• **Work to be completed**: Your task is to give the data again, exactly, with every line intact.

----------

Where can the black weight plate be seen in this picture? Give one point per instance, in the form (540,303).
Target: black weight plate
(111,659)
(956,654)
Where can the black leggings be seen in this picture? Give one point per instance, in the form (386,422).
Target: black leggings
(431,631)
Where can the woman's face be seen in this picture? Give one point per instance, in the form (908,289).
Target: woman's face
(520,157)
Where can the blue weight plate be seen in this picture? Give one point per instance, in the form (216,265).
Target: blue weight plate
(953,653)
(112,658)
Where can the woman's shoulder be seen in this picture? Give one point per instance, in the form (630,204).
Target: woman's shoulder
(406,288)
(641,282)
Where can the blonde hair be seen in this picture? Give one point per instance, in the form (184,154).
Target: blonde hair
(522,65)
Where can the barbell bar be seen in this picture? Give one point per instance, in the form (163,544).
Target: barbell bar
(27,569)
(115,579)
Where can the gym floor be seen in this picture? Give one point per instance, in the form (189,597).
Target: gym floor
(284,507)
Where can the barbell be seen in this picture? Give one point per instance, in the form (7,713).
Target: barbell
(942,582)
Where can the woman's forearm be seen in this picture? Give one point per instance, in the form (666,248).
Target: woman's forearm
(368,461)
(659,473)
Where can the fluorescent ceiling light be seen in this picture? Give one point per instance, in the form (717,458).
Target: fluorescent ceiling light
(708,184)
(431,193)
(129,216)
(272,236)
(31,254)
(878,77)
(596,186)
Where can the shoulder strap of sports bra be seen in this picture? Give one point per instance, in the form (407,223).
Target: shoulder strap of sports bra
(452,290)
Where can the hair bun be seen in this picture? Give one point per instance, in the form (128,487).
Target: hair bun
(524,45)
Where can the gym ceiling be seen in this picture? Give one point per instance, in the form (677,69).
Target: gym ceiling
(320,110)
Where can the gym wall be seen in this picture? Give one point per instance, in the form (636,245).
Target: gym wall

----------

• **Task solution**:
Where can the black weight plate be seen in this picture? Give one point per instance, in the form (540,303).
Target: black weight plate
(111,659)
(956,654)
Where can the black leggings be seen in this picture? Give one point per instance, in the form (386,422).
Target: black leggings
(431,631)
Where can the woman's face be seen in this picture? Give one point per instance, in the form (908,289).
Target: woman's face
(520,157)
Where can the blue weight plate be seen in this picture? Give one point per instance, in the form (216,265).
Target: blue weight plate
(953,653)
(112,658)
Where can the woman's shoulder be seen in this picture? Give one point per instance, in the form (630,204).
Target: woman's shoulder
(406,288)
(641,282)
Where can the blonde hair be seen in this picture? Give one point per instance, in the form (184,154).
Target: blonde hair
(522,65)
Where can the barbell bar be seen in this picture? Give one point per instance, in the form (163,544).
Target: barbell bar
(27,569)
(115,579)
Where can the gym floor be seen in this picture? Give one point per instance, in the form (189,597).
Target: gym floor
(284,507)
Where can the barbell be seen in this picture? Give one point per instance, in the form (7,713).
Target: barbell
(942,582)
Where can the woman's forearm be seen in this picture? Give one point per instance, in the form (666,248).
Target: woman's forearm
(368,461)
(659,473)
Where can the fluorescent ceiling light be seen in this picture? Give one point per instance, in the form (717,458).
Target: fluorescent ceiling light
(708,184)
(431,193)
(129,216)
(272,236)
(31,254)
(878,77)
(596,186)
Where can the shoulder strap of sports bra be seen in this picture? Give one point per instance, in the form (407,223).
Target: shoulder strap of sports bra
(452,290)
Where can the hair bun be seen in this picture? Give one point per instance, in the form (128,487).
Target: hair bun
(524,45)
Where can the gym ceiling be seen in this picture? Give one point per instance, in the form (677,69).
Target: gym ceiling
(320,110)
Where can the gym wall be seen in this picture? Give one point per instance, in the form (636,245).
Target: gym wall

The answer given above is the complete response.